- _Task details_
Please write out all of the material below again, replacing "weathered wood" with "aged timber" wherever it occurs. Leave everything else unchanged.

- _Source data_

----------

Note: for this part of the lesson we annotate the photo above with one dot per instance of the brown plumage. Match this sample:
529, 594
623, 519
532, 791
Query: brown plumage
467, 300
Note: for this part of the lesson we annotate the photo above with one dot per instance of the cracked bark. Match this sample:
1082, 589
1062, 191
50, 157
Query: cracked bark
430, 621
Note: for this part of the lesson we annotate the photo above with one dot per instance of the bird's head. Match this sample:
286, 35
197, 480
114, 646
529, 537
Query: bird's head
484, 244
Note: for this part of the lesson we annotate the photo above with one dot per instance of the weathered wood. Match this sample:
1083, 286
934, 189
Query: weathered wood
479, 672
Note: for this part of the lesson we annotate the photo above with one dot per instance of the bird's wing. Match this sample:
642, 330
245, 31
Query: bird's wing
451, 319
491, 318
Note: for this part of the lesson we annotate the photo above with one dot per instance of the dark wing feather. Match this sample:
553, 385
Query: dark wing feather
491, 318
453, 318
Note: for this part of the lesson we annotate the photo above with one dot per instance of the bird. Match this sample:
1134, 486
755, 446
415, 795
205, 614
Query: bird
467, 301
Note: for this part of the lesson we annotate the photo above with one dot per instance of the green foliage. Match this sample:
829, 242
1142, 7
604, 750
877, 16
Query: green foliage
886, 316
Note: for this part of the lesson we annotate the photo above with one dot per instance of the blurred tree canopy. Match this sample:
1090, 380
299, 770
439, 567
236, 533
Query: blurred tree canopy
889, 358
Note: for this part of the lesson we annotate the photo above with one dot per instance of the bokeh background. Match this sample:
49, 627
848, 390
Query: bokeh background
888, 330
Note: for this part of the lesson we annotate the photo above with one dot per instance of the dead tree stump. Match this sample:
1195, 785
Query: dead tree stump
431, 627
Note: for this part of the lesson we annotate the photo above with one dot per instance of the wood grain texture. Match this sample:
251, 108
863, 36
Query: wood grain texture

----------

- _Full answer_
Note: for this part of the lesson we annotate the photo above with one dot per instance of the brown plumage. Match this sample:
529, 594
623, 519
532, 791
Query: brown plumage
467, 300
Note: for this part of the lesson we annotate the photo above with one dot per instance of the cracked bark. Match this sample:
1082, 589
1062, 191
50, 157
Query: cracked bark
430, 621
Note: for this part of the lesson we annotate the photo above with one dot per instance of the bird's head. Match this sample:
286, 35
197, 480
114, 646
529, 537
Query: bird's head
484, 244
Note: for this part of the lesson we annotate the photo above with one dot per instance of the aged timber. Match this sample:
1083, 286
934, 189
Query: aged timber
479, 672
Note: for this part of the lesson we annotate the photo above with one dot per instance of the bird's wing. Match this sample:
642, 330
245, 31
Query: bird's wing
451, 319
491, 318
Note: for this part of the lesson we annotate the photo above with one dot per instance of the dark wing feather. Match this sample:
553, 385
Query: dark wing feather
491, 318
453, 318
Note: for this part of the lesson we annotate the photo above with one dot per instance of the bird. Match this sample:
1134, 486
755, 446
415, 795
205, 614
Query: bird
467, 301
Note: for this part of the lesson we annotate the photo above with one dot per instance of the green foliage. Match this sample:
829, 242
1142, 7
604, 750
877, 16
Query: green foliage
886, 316
Note: for this part of the lesson we annotate the photo above with one dot per instance of the blurred tree canopy. Match this sample:
1090, 380
299, 770
439, 567
236, 533
Query: blurred tree canopy
889, 358
Note: for this part of the lesson we annotate the photo above with one dot per instance of the bokeh background. Match this sample:
49, 627
848, 390
Query: bokeh background
888, 330
Note: for this part of the lesson we annotate the photo above with one dot per instance of the dead tree stump. Match this sample:
1195, 785
Query: dead tree stump
431, 627
Note: for this part of the lesson we annotate the photo above with one dot per instance of the wood grain texture. Match this sample:
251, 108
863, 36
Query: wood grain texture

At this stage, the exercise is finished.